▶ _COMPITI_
(a) Elenca tutti gli enti, le istituzioni e le organizzazioni nominati nel testo sulla mozione Lupi.
(b) Stabilisci se le seguenti affermazioni concordano con il testo sulla mozione Lupi. Per ciascuna rispondi sì o no e cita tra virgolette le parole del testo che lo dimostrano.
(i) La mozione sarà discussa al Senato.
(ii) Maurizio Lupi è presidente onorario del Montecitorio Running Club.
(iii) Secondo la mozione, gli atleti stranieri non tesserati dovrebbero presentare la certificazione medica rilasciata in Italia.

▶ _TESTO DI RIFERIMENTO_
###

Giomi: ''Sostegno a mozione Lupi sui certificati''

03 Gennaio 2020

Alla Camera la discussione sull'idoneità medico-sportiva dei runner stranieri per semplificare la loro presenza nelle gare italiane su strada. Il presidente FIDAL: "Auspichiamo approvazione trasversale da tutto il Parlamento"

Verrà discussa mercoledì 8 e giovedì 9 gennaio alla Camera dei Deputati la mozione presentata dall’onorevole Maurizio Lupi ed altri (n. 1-00190 - LEGGI QUI) sulle iniziative volte a promuovere le maratone e ad incentivare la partecipazione di atleti stranieri a tali eventi, con particolare riferimento ai profili afferenti alla tutela sanitaria. Il tema è particolarmente sentito dalla Federazione Italiana di Atletica Leggera, da molti anni impegnata nella semplificazione delle norme interne per poter consentire a tutti i cittadini, italiani e stranieri, di esprimersi liberamente tramite l’attività sportiva, nel rispetto della vigente legislazione statale. La mozione - che ha come primo firmatario l’onorevole Lupi presidente onorario del Montecitorio Running Club, associazione sportiva che raduna i parlamentari di ogni schieramento appassionati di running - è incentrata sulla possibilità da parte degli atleti stranieri non tesserati di partecipare alle manifestazioni agonistiche su territorio italiano presentando la certificazione medica prevista nel proprio paese di origine per la stessa attività, anziché quella rilasciata in Italia secondo l’attuale normativa (fermo restando, come ovvio, il rispetto della tutela sanitaria degli atleti). In tal modo verrebbe semplificato l’iter di partecipazione alle gare sul nostro territorio, come già accade nella maggior parte dei Paesi del mondo, soprattutto in quelli che ospitano manifestazioni di carattere internazionale ad alta partecipazione. 

IL PRESIDENTE FIDAL GIOMI - “Ringraziamo il presidente Lupi per aver dato ancora più forza a una tematica sulla quale la FIDAL e gli organizzatori si battono da tempo - le parole del presidente della FIDAL Alfio Giomi -. Convinti che sia strategica per lo sviluppo delle maratone e delle mezze maratone, da parte nostra c’è il massimo sostegno perché la mozione possa essere approvata in maniera trasversale da tutto il Parlamento e sia finalmente superata questa difficoltà di carattere burocratico”.

###

▶ _DATI DA ESAMINARE_

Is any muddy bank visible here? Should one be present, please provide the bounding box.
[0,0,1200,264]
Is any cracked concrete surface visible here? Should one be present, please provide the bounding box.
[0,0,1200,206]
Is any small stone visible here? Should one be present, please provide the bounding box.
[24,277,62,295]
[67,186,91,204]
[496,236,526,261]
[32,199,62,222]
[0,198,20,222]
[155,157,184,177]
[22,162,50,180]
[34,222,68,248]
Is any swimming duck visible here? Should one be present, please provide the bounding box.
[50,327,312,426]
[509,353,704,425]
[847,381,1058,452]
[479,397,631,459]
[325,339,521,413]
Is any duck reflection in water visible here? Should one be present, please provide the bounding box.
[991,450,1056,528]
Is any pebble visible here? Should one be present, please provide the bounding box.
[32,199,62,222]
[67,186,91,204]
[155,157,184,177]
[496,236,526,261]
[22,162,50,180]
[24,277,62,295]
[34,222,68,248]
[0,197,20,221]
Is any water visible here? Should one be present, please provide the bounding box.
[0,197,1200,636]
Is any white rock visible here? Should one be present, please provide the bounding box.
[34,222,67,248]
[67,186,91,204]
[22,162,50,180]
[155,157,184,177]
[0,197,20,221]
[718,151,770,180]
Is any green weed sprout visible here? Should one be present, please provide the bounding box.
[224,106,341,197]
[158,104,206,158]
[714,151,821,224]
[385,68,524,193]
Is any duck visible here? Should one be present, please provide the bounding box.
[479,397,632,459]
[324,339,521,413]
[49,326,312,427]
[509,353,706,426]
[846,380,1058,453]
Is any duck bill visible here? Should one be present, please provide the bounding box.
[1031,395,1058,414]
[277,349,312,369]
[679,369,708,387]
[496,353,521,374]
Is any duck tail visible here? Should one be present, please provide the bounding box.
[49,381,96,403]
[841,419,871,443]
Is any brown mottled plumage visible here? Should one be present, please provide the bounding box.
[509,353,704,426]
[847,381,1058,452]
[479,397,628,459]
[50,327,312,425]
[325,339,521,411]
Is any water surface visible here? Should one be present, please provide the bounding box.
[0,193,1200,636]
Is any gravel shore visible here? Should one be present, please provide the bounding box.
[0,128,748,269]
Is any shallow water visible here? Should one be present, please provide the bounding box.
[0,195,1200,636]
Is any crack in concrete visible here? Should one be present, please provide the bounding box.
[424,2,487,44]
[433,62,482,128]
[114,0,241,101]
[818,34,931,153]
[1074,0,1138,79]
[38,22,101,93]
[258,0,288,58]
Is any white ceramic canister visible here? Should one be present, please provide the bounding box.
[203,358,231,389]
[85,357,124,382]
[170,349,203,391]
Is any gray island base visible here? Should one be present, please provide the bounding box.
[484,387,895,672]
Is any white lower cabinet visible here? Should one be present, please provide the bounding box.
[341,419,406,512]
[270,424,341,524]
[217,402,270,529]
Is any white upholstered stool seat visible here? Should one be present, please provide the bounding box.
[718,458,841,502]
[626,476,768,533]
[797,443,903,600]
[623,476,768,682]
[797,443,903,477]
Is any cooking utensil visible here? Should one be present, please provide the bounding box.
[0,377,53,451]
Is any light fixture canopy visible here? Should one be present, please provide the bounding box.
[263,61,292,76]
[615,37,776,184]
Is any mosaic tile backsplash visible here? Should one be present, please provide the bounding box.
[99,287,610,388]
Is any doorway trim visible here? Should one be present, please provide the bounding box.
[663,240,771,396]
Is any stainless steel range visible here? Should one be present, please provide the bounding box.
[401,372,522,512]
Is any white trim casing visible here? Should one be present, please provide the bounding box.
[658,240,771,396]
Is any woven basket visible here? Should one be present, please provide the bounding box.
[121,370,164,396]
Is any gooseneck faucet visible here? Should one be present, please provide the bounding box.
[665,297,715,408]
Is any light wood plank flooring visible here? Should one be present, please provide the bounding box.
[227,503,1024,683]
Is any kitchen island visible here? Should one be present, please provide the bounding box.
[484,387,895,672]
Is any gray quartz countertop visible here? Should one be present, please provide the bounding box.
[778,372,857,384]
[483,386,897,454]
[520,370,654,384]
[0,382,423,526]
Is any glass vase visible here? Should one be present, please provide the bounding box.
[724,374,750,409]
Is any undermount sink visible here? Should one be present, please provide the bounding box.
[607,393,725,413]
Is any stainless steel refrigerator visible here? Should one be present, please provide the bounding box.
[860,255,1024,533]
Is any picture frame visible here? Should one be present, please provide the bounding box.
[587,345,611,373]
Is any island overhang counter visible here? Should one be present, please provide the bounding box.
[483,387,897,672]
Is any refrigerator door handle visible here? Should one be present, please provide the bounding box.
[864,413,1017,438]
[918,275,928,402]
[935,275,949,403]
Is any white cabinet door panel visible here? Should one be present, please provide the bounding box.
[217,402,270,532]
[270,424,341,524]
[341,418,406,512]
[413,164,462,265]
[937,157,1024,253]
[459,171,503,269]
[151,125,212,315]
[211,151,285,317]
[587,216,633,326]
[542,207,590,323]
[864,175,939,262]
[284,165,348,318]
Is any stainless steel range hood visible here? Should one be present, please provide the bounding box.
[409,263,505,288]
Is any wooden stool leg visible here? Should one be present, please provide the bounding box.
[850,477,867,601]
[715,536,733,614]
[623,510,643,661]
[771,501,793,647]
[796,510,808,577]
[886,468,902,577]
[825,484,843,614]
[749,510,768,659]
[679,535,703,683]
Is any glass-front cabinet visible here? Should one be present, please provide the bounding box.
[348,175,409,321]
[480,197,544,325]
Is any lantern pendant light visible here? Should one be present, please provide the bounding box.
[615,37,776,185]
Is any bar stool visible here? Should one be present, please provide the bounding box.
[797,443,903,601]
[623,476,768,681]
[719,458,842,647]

###

▶ _RISPOSTE AGLI ESERCIZI_
(a)
- Camera dei Deputati
- Federazione Italiana di Atletica Leggera (FIDAL)
- Montecitorio Running Club
- Parlamento

(b)
(i) No: "Verrà discussa mercoledì 8 e giovedì 9 gennaio alla Camera dei Deputati".
(ii) Sì: "l’onorevole Lupi presidente onorario del Montecitorio Running Club".
(iii) No: "presentando la certificazione medica prevista nel proprio paese di origine per la stessa attività, anziché quella rilasciata in Italia".